§ **Reading passage**
18 July 2025
by Professor Joan Cordiner

By design

Reducing the demand for critical materials

Professor Joan Cordiner pictured
Professor Joan Cordiner © Joan Cordiner

Unprecedented amounts of primary materials mined around the world are needed for the components and infrastructure underpinning the technological transformations involved in digitalisation, electrification and the energy transition. 

Current geopolitical uncertainties bring the vulnerability of these critical materials supply chains to the fore.

The US and EU are prioritising self-sufficiency to varying degrees with different approaches. The UK, like many nations, has few domestic critical material resources and little strategic manufacturing capacity. There is therefore a growing list of minerals deemed critical to the UK economy and at risk of supply shortage.

The UK Government is appropriately concerned about future supply shortages, which could dramatically increase costs and disrupt the delivery of infrastructure and technology innovation as demand outstrips supply. 

Beyond the economic incentives, we must also address the significant environmental and ethical concerns. 

The core issue is resource extraction and consumption, which is a primary driver of the ‘triple planetary crisis’ of climate change, biodiversity loss and pollution. Simultaneously, domestic and international resource use continues to increase.

Yet our policy focuses only on one side of the equation, by working to secure a larger supply of these minerals through trade deals, and encouraging mining companies and the nations where they operate to increase extraction. 

There is little focus on how we can use less material in the first place, find alternatives, and reuse and recycle them domestically. The potential consequences of supply chain failures mean we cannot afford to wait for market signals to change our design practices. Government, engineers and designers all have a duty to avoid harmful and self-destructive patterns of resource use.

Taking lithium as an example – if we reduce the size of the UK’s larger electric vehicle (EV) batteries by 30%, we could cut our lithium demand by 17%. This would save 75Mt of rock mined for lithium by 2040 – the equivalent of 19 Wembley Stadiums full of rock.

Many alternative design approaches can reduce demand for critical materials, including:

  • Material substitution – where a critical material can be replaced by a more readily available alternative with similar properties. Sodium-ion batteries, for example, are being developed that could replace lithium-ion batteries in future, using more abundant sodium. However, sodium-ion batteries have lower energy efficiency and some require other critical materials such as nickel and manganese, highlighting the need for continued innovation in developing substitutes.

§ **Set exercise A**
Please transcribe the passage of the critical materials article from "Unprecedented amounts of" to "of supply shortage.".
§ **Set exercise B**
Repeat the listing word for word, from the line with "Query: black boot" through the end of the listing.

Location identification entries
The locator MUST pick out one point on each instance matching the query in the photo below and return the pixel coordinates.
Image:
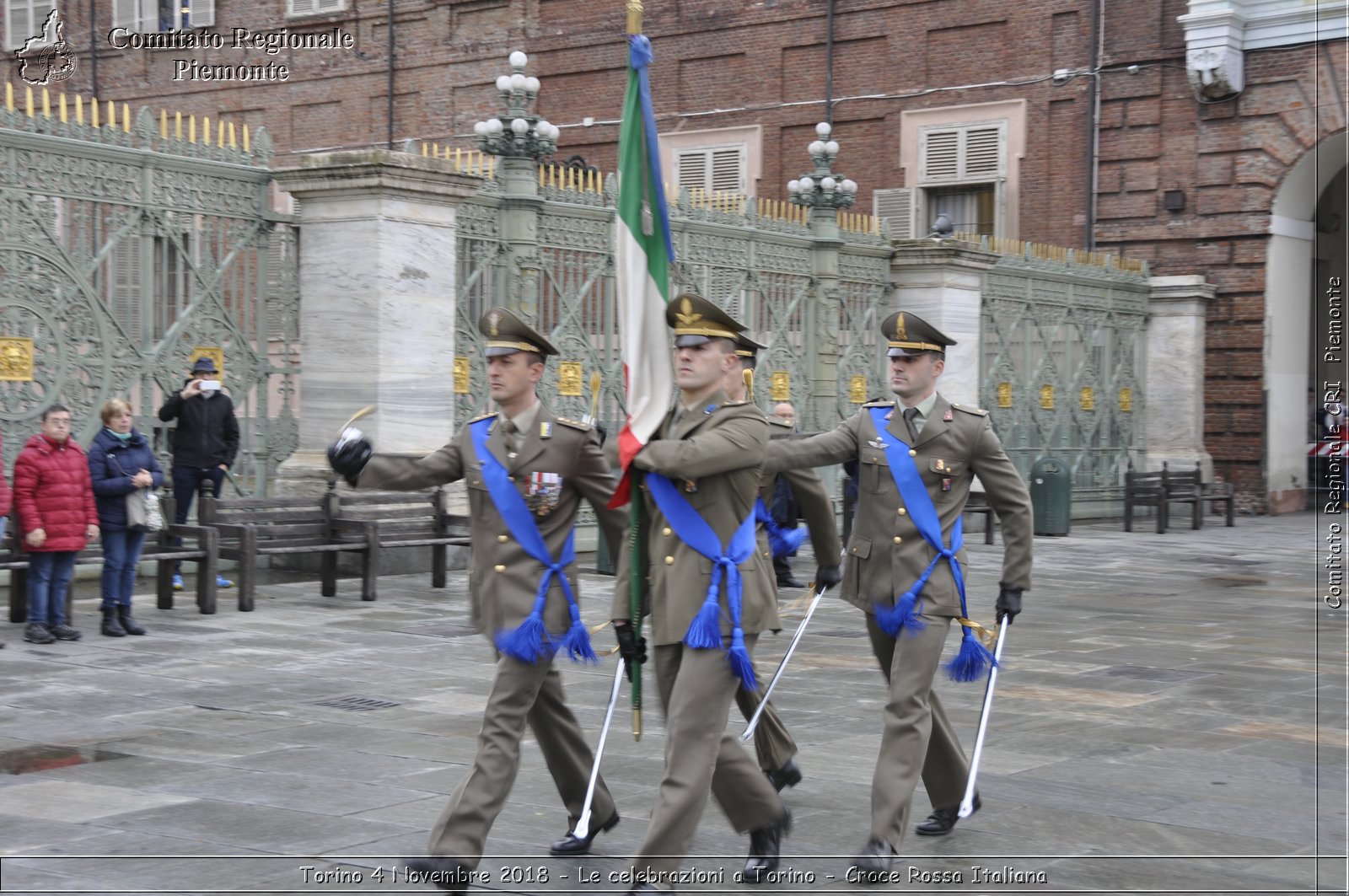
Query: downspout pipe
(1093, 121)
(389, 114)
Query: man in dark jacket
(204, 446)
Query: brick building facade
(975, 105)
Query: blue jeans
(49, 577)
(186, 480)
(121, 554)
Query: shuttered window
(24, 19)
(162, 15)
(718, 169)
(314, 7)
(966, 153)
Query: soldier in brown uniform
(773, 743)
(907, 586)
(707, 604)
(526, 473)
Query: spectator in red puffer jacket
(57, 518)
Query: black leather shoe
(874, 861)
(445, 873)
(573, 845)
(941, 822)
(787, 776)
(766, 849)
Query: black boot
(128, 625)
(111, 626)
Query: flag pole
(636, 572)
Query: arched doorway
(1308, 226)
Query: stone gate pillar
(377, 303)
(942, 282)
(1174, 384)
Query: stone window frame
(748, 141)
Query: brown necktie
(910, 413)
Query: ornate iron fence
(128, 247)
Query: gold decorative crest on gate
(15, 359)
(570, 375)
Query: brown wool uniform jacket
(503, 579)
(887, 554)
(816, 507)
(721, 453)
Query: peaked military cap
(696, 320)
(508, 334)
(910, 336)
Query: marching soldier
(773, 743)
(710, 595)
(526, 473)
(917, 458)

§ **Solution A**
Unprecedented amounts of primary materials mined around the world are needed for the components and infrastructure underpinning the technological transformations involved in digitalisation, electrification and the energy transition. 

Current geopolitical uncertainties bring the vulnerability of these critical materials supply chains to the fore.

The US and EU are prioritising self-sufficiency to varying degrees with different approaches. The UK, like many nations, has few domestic critical material resources and little strategic manufacturing capacity. There is therefore a growing list of minerals deemed critical to the UK economy and at risk of supply shortage.

§ **Solution B**
Query: black boot
(128, 625)
(111, 626)
Query: flag pole
(636, 572)
Query: arched doorway
(1308, 226)
Query: stone gate pillar
(377, 303)
(942, 282)
(1174, 384)
Query: stone window frame
(748, 141)
Query: brown necktie
(910, 413)
Query: ornate iron fence
(128, 247)
Query: gold decorative crest on gate
(15, 359)
(570, 375)
Query: brown wool uniform jacket
(503, 579)
(887, 554)
(816, 507)
(721, 453)
Query: peaked military cap
(696, 320)
(508, 334)
(910, 336)
Query: marching soldier
(773, 743)
(710, 595)
(526, 473)
(917, 458)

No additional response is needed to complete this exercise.